Roland Emmerich: Wenn das wirklich passiert, werde ich mich bestimmt nicht so verhalten wie der von John Cusack verkörperte Jackson Curtis, der so mutig dagegen anhält. Ich würde versuchen, mit meiner Familie und meinen Freunden zusammen zu sein, so dass wir wenigstens zusammen untergehen.

Marc Hairapetian: Aber das Ende wird anders sein, als in ihrem Film?

Emmerich: Oh, ja, absolut. Wenn es zum Ende kommen sollte, wird es wohl ein Szenario sein wie bei „The Day After Tomorrow". Oder irgendein Verrückter wirft eine Atombombe ab. Manchmal denke ich: Ist es nicht jetzt schon zu spät? Ich habe drei Katastrophenfilme gemacht, wobei eigentlich nur zwei reine Katastrophenfilme sind. „Independence Day" war ja eher ein Kampf Gut gegen Böse, wo natürlich viel dabei kaputt ging. Mit Co-Drehbuchautor und -Produzent Harald Kloser habe ich über die Theorie diskutiert: Wer ist Noah und wer ist Gott dieser Tage? Gott ist auch die Natur. Zuerst dachten wir an Noah als Bill-Gates-Figur. Doch dann war die logische Schlussforderung: Es müssen die Regierungen der Welt sein. Wir fanden den Gedanken interessant, dass Noah eine ganze Gruppe von Menschen ist. Politiker entscheiden über alles. Der Rest, zu dem ich gehöre, wird nicht gefragt, wenn es darum geht, wer ausgewählt wird, auf einer Arche die Katastrophe zu überleben.

Marc Hairapetian: Schließt sich also mit „2012" nun der Kreis, der 1984 mit Ihrem Debüt-Spielfilm „Das Arche-Noah-Prinzip" begonnen hat?

Emmerich: Ja, richtig. Ich habe die Rettungsschiffe, welche die Flutkatastrophe überdauern sollen, bewusst „Archen" genannt.

Marc Hairapetian: In „2012" gibt es viele Anspielungen auf reale Politiker: Der US-Präsident ist farbig. Auch ein Arnold Schwarzenegger-Verschnitt geistert durch die Szenerie. Warum hat er eigentlich nicht selbst mitgespielt?
+++
GESTELLTE AUFGABE 1: Wie heißt laut dem Interview mit Roland Emmerich sein Debüt-Spielfilm aus dem Jahr 1984?
GESTELLTE AUFGABE 2: Nimm das Interview mit Roland Emmerich nach seinem letzten Satz wieder auf und führe es fort.
Die Daten stehen in keinem Zusammenhang mit dem Interview.

Auszüge aus Daten zur Ortsbeschriftung:
+++
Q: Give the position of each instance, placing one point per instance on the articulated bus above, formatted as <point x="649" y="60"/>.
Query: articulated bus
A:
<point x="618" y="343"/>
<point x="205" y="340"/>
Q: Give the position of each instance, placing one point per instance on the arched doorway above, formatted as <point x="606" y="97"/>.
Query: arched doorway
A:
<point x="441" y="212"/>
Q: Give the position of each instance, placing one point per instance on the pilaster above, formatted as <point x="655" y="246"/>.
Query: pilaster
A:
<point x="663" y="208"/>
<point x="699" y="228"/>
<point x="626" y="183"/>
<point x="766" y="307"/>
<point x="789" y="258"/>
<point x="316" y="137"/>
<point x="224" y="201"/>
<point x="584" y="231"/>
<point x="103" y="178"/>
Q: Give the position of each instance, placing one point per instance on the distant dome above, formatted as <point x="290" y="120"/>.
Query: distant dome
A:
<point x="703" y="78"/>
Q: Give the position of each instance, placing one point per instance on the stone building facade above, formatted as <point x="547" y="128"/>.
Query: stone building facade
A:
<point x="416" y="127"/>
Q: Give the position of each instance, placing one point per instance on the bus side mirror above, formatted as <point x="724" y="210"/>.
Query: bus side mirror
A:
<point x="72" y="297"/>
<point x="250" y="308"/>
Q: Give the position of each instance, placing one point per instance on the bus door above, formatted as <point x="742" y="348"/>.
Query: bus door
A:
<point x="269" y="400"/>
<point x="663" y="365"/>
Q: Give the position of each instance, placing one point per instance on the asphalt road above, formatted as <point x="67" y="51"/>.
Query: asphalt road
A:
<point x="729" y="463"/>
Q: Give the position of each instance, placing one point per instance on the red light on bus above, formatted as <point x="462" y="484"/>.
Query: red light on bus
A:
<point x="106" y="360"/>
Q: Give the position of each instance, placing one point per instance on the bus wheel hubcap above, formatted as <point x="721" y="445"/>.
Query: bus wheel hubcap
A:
+++
ERWARTETE ANTWORT 1: „Das Arche-Noah-Prinzip"

ERWARTETE ANTWORT 2:
Emmerich: Wir wollten ihn fragen, haben uns aber nicht getraut.

Marc Hairapetian: Das glaube ich nicht.

Emmerich: Doch. Wenn du jemand fragst und er sagt nein, dann ist es mehr oder weniger gegessen. Wenn man aber jemand benützt, der nicht Arnold Schwarzenegger ist, sondern nur einem, der ihm sehr ähnlich aussieht und sehr ähnlich wie er redet, kannst du dir das erlauben. Arnold Schwarzenegger und seine Familie haben den Film gestern gesehen. Ich kenne aber noch nicht ihre Reaktion.

Marc Hairapetian: Bei all den Katastrophen streuen Sie immer kleine Späße ein. Angela Merkel wird so dargestellt, als ob sie zunächst keine Meinung hat und sich dann später erst der Meinung der anderen Staatsoberhäupter anschließt. War das Absicht?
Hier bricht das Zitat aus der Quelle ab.